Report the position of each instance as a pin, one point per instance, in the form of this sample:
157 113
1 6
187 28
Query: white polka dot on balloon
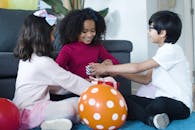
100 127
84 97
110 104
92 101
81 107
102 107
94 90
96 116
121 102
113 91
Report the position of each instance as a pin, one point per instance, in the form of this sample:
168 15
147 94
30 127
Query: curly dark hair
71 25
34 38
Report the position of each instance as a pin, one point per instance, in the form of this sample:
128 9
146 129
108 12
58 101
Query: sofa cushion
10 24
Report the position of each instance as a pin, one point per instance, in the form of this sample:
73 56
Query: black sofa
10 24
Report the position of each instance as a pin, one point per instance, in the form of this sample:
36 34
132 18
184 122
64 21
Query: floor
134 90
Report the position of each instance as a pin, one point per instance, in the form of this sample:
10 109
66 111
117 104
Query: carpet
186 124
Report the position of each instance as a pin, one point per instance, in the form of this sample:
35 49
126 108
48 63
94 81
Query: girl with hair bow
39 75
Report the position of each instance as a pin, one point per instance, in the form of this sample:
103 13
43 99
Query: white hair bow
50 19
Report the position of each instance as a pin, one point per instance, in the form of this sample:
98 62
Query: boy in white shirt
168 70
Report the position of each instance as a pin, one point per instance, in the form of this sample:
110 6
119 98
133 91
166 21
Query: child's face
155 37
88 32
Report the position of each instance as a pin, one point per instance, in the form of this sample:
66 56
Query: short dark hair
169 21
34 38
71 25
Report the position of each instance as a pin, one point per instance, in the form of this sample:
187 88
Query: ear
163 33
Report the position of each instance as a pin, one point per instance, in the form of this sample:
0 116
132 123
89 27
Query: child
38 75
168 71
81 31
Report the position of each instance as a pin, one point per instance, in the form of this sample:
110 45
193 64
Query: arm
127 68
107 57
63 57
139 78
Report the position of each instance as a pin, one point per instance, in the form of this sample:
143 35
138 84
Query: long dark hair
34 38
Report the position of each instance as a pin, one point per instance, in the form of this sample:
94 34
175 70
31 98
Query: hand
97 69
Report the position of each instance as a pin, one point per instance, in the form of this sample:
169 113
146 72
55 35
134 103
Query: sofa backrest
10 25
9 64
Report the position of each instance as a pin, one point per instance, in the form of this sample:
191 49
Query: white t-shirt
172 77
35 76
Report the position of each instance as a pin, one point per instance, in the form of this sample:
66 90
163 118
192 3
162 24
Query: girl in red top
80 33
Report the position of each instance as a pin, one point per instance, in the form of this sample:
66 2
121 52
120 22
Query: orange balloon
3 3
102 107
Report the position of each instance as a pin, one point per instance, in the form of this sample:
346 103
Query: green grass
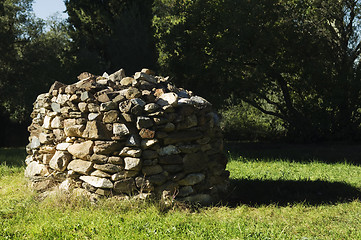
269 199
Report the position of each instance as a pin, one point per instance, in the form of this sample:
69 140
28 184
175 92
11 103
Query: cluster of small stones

__WORK ITEM__. Set down the entries above exactly; no pictures belong in the copy.

__SOLUTION TO THIS TASK__.
Report the position of each instance as a pin, one point per instance, in the form of this sample:
157 113
1 6
187 28
Query: white polka dot on balloon
100 127
84 97
110 104
92 101
81 107
102 107
94 90
96 116
121 102
113 91
Report the position of each instance as a pin, one point per instance, in the form of this sample:
168 15
147 94
30 127
Query: curly dark hair
71 25
34 38
Report the position of each instance as a pin, one point per instance, in the form of this sample:
128 9
146 129
108 12
58 101
Query: sofa cushion
10 24
Report the position of each instance as a pin, one point per instance, in the form of this sample:
73 56
Query: black sofa
10 24
Report the position of each instance as a pin, one point per instance, in the form of this sample:
36 34
132 18
184 122
64 21
Query: floor
134 90
Report the position of each instance as a pin, one point per instance, in the form of this sample:
10 109
66 111
117 104
Query: carpet
186 124
Report the position of each instance as a pin, one point per instance, in the form of this sample:
35 49
126 108
48 63
94 81
Query: girl with hair bow
39 75
Report the position of each instance as a pin, one point per instance, in the form of this sample:
103 13
43 99
Query: white hair bow
50 19
Report the position of each instance as a pin, one point per instance, in the form of this sample:
98 62
Query: boy in white shirt
168 70
Report the position of each instance as a pin, one point per instance, in the form of this sample:
110 6
119 98
133 91
166 21
Query: child's face
155 37
88 32
Report the position of each instance as a pin, one point per instance, in the form of this sample:
66 56
Query: short dark hair
169 21
34 38
71 25
Report the position of each instance as a pin, one point per instance, in the form of this sample:
187 88
Query: ear
163 33
Report the position of each instance as a pin, one point per instance, in the form of this sample:
0 116
132 123
89 27
Query: child
38 75
168 71
81 31
Report the position of each instance as a pin, one point per instance, in the form of this sample:
110 45
193 64
Query: arm
127 68
107 57
63 57
139 78
Report the position of each instance as a pin, one point per instance, in the form of this sample:
143 35
138 84
Query: long dark hair
34 38
Report the position of each instance as a pin, one point per instance, in the form of this sample:
94 34
175 70
31 98
Query: hand
97 69
Report the position of each instance as a pin, one point per instance, in the form of this sample:
169 113
146 72
55 35
134 103
Query: sofa backrest
10 25
9 64
Report the position of each instance as a pin, one point per instance, in the form of this sample:
191 49
Query: white t-shirt
172 77
35 76
Report the position of each instance as a pin, one point per instance, in the form of this sample:
66 90
163 118
192 3
162 24
Query: girl in red top
80 33
Report the position of each instance as a pin, one point per instance, in the form of this sample:
66 2
121 52
120 22
Query: orange balloon
3 3
102 107
Report the position of each instance as a pin, one point per instance, in the form of this sample:
346 103
Query: green grass
269 199
Report the position of each instance as a pin, one point per instance, in the form of this sample:
69 140
28 184
175 92
11 103
Query: cluster of small stones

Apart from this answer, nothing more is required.